Direction 1:
Answer these questions from the random forest post:
(a) How many observations does the sample dataset have?
(b) Which two programming languages give basically the same results?
(c) What is the name of the underlying package mentioned in R?
Direction 2:
Print the section of the random forest post that begins at the words "Reputation: 43" and stops after "are very different.".

Document text:
• • •

Reputation: 43
I apply the random forest algorithm in three different programming languages to the same pseudo sample dataset (1000 obs, binary 1/0 dependent variable, 10 numeric explanatory variables):
I also try to to keep all model parameters identical across programming languages (no. of trees, bootstrap sampling of the whole sample, no. of variables randomly sampled as candidates at each split, criterion to measure the quality of a split).
While Matlab and Python produce basically the same results (i.e. probabilties), the R results are very different.
What could be the possible reason for the difference between the results produced by R on the one hand side, and by Matlab & Python on the other?
I guess there's some default model parameter that differs in R which I'm not aware of or which is hard-coded in the underlying randomForest package.

• • •

Records of labeled boxes
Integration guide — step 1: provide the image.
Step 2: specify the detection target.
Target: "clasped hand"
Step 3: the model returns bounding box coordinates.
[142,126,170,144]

• • •

Correct result 1:
(a) 1000
(b) Matlab and Python
(c) randomForest

Correct result 2:
Reputation: 43
I apply the random forest algorithm in three different programming languages to the same pseudo sample dataset (1000 obs, binary 1/0 dependent variable, 10 numeric explanatory variables):
I also try to to keep all model parameters identical across programming languages (no. of trees, bootstrap sampling of the whole sample, no. of variables randomly sampled as candidates at each split, criterion to measure the quality of a split).
While Matlab and Python produce basically the same results (i.e. probabilties), the R results are very different.